Return every line of the records below that contains the word "white", matching case exactly.

┄┄┄┄┄┄┄┄┄┄

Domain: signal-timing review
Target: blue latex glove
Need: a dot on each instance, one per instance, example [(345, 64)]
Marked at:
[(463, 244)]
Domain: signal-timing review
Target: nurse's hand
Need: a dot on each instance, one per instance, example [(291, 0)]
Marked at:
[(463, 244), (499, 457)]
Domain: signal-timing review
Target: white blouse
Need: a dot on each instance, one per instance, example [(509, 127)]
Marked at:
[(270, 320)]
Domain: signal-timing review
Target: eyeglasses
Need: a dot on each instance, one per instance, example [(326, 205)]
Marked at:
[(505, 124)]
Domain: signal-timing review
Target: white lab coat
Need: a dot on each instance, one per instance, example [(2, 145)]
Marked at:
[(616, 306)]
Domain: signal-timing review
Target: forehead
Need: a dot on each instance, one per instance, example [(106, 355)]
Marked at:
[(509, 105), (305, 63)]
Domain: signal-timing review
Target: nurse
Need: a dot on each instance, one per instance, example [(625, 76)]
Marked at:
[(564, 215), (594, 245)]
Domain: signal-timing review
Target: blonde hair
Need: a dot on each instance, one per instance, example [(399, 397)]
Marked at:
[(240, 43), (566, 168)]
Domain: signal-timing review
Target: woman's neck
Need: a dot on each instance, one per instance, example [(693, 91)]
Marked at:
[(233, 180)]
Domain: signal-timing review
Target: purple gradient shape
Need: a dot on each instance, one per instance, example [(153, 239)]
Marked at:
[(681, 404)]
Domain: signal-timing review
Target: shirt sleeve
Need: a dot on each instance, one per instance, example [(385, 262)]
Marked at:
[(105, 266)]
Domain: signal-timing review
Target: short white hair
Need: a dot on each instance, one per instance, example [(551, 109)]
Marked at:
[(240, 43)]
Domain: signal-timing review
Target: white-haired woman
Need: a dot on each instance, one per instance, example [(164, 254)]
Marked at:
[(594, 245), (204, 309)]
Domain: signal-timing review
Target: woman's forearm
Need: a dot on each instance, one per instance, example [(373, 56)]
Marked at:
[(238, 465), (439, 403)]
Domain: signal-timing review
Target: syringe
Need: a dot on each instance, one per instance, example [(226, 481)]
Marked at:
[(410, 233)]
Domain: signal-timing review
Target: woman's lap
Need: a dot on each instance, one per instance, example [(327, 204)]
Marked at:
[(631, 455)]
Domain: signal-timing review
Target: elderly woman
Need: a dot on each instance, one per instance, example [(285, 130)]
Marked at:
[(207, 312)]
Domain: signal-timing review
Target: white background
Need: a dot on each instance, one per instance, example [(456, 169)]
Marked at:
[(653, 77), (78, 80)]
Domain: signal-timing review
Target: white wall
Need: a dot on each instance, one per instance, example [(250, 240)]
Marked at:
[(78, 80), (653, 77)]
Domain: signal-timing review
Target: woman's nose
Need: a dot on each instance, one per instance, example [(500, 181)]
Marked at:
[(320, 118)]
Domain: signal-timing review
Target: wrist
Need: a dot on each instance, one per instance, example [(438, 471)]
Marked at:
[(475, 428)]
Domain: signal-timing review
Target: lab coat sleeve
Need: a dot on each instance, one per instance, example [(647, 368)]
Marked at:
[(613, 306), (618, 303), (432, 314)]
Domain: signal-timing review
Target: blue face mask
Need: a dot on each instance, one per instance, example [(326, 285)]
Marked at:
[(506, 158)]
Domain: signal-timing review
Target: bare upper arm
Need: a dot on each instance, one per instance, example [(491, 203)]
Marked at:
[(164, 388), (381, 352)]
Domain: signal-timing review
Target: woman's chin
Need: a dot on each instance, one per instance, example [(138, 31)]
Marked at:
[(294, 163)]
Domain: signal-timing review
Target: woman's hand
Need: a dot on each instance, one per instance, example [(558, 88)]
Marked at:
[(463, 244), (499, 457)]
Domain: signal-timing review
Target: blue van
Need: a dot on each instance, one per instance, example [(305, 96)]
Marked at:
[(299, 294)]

┄┄┄┄┄┄┄┄┄┄

Solution for this exercise:
Target: white blouse
Target: white lab coat
Target: short white hair
Target: white-haired woman
Target: white background
Target: white wall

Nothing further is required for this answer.